Dataset entries:
-.-.-

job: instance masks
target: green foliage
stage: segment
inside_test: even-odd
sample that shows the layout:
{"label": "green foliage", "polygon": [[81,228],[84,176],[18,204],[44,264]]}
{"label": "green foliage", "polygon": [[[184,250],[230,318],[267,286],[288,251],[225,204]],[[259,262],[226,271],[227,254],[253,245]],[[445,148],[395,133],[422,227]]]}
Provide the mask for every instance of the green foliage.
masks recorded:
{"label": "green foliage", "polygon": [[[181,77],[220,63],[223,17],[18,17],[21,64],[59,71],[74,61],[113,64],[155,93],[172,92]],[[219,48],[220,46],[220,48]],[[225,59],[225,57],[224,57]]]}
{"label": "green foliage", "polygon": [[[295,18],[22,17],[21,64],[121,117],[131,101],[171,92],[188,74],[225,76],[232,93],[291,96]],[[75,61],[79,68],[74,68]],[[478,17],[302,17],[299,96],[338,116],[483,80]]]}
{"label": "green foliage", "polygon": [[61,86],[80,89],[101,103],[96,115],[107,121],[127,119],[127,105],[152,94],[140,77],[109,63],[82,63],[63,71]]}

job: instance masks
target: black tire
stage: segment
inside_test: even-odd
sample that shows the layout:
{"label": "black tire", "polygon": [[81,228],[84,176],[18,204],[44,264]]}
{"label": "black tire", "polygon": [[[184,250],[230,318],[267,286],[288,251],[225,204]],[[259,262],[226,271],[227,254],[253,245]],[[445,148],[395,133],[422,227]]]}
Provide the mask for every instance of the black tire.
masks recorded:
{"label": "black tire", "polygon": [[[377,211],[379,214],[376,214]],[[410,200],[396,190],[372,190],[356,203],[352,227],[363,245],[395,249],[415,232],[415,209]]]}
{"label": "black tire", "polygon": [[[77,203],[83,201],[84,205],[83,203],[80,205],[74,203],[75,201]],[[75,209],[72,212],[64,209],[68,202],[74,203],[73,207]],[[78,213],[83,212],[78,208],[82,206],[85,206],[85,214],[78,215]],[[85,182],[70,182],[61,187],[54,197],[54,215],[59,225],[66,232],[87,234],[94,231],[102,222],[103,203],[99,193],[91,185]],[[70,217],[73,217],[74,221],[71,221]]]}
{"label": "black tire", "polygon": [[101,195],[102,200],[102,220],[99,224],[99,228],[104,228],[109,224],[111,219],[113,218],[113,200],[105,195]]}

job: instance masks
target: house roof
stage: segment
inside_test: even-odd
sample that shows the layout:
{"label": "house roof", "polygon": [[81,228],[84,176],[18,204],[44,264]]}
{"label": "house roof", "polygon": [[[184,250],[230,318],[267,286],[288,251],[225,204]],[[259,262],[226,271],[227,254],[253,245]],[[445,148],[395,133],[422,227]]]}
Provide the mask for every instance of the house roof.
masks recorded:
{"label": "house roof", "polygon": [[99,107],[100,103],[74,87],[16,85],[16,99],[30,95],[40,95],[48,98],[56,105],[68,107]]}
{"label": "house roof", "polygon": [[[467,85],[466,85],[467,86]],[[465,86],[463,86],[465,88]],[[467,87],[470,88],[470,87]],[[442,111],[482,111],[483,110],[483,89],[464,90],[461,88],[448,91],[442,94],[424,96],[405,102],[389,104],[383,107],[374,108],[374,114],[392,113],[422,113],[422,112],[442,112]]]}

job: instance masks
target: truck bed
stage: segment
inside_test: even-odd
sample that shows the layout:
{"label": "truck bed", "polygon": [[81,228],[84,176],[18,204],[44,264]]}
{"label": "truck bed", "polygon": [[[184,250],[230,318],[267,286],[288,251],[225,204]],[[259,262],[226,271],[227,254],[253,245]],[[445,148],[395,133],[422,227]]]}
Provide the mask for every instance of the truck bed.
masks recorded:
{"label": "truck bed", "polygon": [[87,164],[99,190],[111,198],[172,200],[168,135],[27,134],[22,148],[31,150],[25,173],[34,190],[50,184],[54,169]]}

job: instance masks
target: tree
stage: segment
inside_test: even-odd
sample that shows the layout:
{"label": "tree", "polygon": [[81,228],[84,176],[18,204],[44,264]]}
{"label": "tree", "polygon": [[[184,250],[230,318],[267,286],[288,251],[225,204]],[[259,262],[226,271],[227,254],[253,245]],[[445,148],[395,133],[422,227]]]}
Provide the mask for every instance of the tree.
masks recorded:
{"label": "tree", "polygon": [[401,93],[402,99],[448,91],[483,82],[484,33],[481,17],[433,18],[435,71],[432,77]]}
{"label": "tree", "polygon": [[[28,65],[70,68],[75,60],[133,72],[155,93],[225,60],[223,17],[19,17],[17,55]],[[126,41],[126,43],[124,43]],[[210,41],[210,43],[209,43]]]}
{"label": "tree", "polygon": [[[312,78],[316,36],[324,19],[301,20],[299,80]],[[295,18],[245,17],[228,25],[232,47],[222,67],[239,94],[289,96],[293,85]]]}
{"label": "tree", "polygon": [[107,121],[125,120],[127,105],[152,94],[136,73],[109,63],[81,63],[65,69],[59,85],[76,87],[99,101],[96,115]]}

-.-.-

Exercise prompt:
Please show every line of the rows that contains the word "tree", matching case exactly.

Answer to the problem:
target: tree
{"label": "tree", "polygon": [[81,228],[84,176],[18,204],[44,264]]}
{"label": "tree", "polygon": [[[184,250],[230,318],[267,286],[288,251],[225,204]],[[259,262],[226,271],[227,254],[253,245]],[[445,148],[395,133],[422,227]]]}
Provide the mask for every instance of the tree.
{"label": "tree", "polygon": [[401,93],[402,99],[448,91],[483,82],[484,33],[481,17],[433,18],[435,71],[432,77]]}
{"label": "tree", "polygon": [[[28,65],[70,68],[75,60],[133,72],[155,93],[225,60],[223,17],[19,17],[17,55]],[[126,41],[126,43],[124,43]],[[210,41],[210,43],[209,43]]]}
{"label": "tree", "polygon": [[[312,78],[316,36],[324,19],[301,20],[299,80]],[[295,18],[245,17],[228,25],[232,47],[222,67],[239,94],[289,96],[293,85]]]}
{"label": "tree", "polygon": [[107,121],[125,120],[127,105],[152,94],[136,73],[109,63],[81,63],[65,69],[59,85],[76,87],[99,101],[96,115]]}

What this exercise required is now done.